EXERCISE INSTRUCTIONS |
Copy the items word for word, from the first line up to and including the line with "Now the truck".

[START ENTRIES PROVIDED]

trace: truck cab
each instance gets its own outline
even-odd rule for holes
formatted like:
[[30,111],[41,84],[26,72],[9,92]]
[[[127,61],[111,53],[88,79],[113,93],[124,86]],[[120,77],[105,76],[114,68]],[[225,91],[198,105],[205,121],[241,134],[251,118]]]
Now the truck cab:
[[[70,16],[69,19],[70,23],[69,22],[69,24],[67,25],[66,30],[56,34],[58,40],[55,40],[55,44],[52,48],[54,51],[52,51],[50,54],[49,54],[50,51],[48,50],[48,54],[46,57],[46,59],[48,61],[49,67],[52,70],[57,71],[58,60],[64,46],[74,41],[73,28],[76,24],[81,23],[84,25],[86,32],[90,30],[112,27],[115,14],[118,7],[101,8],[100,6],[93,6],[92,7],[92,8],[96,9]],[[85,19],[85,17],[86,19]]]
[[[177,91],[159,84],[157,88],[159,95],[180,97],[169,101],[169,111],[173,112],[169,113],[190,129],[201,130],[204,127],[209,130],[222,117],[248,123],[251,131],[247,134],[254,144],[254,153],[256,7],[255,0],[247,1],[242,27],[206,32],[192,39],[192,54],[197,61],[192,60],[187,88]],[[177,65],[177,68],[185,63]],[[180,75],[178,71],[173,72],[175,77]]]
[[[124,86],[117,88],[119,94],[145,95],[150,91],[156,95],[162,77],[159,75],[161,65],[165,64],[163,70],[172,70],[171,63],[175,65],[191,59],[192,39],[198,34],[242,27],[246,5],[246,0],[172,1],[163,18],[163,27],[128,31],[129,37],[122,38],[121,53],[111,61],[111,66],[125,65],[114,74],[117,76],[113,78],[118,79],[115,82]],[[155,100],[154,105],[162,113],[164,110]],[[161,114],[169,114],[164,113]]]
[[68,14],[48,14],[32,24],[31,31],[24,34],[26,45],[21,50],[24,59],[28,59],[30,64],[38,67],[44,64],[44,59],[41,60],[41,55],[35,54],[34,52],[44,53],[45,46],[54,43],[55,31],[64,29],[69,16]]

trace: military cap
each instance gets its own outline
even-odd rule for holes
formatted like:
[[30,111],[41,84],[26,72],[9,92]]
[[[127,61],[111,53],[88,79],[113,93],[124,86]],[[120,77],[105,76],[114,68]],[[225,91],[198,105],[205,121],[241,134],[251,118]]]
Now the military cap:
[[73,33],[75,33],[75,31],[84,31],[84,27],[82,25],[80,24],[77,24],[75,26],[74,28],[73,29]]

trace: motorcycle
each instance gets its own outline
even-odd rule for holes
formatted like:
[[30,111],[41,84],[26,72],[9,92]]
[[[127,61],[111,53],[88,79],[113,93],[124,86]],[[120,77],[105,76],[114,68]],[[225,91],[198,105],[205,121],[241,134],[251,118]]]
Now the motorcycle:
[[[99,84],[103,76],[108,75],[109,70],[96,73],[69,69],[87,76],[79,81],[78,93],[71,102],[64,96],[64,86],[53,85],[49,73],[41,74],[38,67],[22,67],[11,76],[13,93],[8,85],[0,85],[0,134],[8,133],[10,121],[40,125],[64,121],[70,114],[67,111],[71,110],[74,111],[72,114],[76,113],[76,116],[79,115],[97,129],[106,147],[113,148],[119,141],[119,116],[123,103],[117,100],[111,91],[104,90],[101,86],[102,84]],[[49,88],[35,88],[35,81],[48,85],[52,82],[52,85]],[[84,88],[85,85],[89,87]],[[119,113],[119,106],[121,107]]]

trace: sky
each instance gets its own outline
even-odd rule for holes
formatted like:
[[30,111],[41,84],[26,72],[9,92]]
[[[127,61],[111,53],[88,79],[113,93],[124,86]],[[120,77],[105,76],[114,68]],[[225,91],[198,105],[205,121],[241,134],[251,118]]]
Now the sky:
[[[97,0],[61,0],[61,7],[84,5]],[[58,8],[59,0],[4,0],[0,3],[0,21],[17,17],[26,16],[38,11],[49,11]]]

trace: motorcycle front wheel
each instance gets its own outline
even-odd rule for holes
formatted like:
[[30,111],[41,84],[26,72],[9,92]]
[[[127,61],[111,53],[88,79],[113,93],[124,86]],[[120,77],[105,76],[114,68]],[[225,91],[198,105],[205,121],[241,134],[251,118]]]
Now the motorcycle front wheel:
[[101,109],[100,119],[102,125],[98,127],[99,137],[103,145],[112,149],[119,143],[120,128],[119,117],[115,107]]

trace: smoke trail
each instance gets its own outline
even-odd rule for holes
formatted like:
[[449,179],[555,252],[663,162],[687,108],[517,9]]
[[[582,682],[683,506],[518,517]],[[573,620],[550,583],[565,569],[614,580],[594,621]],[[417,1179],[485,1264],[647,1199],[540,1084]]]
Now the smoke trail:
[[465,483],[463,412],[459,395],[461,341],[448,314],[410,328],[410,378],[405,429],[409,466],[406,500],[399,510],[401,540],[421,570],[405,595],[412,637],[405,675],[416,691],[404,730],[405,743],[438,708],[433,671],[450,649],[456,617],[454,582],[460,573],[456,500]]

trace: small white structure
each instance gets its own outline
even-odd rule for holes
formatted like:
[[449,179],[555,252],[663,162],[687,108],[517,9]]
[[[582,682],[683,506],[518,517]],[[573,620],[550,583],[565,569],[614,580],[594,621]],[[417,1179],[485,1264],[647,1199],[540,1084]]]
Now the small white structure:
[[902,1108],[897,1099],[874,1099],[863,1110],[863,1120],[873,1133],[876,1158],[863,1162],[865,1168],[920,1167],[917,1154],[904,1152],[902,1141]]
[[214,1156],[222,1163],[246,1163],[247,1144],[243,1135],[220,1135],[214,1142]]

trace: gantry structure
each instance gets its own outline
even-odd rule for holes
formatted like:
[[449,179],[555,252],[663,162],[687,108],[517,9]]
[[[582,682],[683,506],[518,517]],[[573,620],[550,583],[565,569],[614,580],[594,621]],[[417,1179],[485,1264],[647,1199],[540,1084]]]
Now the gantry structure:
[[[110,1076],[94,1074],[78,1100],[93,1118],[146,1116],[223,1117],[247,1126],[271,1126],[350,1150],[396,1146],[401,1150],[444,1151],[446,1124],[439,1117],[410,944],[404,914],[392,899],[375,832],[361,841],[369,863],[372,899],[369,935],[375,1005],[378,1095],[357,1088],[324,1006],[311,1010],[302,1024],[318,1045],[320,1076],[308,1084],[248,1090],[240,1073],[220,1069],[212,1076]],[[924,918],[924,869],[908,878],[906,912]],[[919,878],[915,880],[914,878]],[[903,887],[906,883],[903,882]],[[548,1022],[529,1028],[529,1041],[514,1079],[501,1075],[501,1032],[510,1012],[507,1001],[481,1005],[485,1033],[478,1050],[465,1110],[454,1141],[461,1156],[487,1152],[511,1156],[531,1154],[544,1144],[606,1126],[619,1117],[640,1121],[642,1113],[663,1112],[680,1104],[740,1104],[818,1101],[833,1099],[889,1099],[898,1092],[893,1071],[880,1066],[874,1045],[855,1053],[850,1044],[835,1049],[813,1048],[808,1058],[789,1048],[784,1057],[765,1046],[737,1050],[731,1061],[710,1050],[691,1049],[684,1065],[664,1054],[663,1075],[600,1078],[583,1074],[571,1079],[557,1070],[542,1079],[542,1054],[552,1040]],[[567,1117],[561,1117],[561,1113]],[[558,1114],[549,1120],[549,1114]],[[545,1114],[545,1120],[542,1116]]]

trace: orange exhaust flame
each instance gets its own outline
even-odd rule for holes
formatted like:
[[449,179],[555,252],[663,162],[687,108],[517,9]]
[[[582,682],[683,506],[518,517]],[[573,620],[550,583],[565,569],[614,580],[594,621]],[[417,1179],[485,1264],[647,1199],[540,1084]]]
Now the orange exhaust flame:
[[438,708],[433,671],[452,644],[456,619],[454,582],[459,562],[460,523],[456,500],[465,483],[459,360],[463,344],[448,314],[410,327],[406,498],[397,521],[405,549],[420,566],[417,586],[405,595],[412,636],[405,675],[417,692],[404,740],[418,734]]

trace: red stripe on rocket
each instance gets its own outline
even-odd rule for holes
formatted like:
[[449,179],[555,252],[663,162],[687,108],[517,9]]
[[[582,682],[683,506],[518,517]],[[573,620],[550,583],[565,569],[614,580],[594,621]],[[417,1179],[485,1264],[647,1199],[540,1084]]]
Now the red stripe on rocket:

[END ENTRIES PROVIDED]

RESPONSE |
trace: truck cab
each instance gets its own outline
even-odd rule for holes
formatted like:
[[30,111],[41,84],[26,72],[9,92]]
[[[127,61],[111,53],[88,79],[113,93],[124,86]],[[120,77],[105,76],[114,68]],[[225,91],[198,105],[205,121],[241,134],[251,118]]]
Now the truck cab:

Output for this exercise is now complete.